## Description of the task
Rewrite the records below, replacing "tablet" with "phone" and keeping everything else the same.

## Dataset content
▼

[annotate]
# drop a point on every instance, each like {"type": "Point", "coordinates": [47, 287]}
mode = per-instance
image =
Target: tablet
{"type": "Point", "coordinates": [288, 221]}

▲

## In response
[annotate]
# drop a point on every instance, each like {"type": "Point", "coordinates": [47, 287]}
mode = per-instance
image =
Target: phone
{"type": "Point", "coordinates": [288, 221]}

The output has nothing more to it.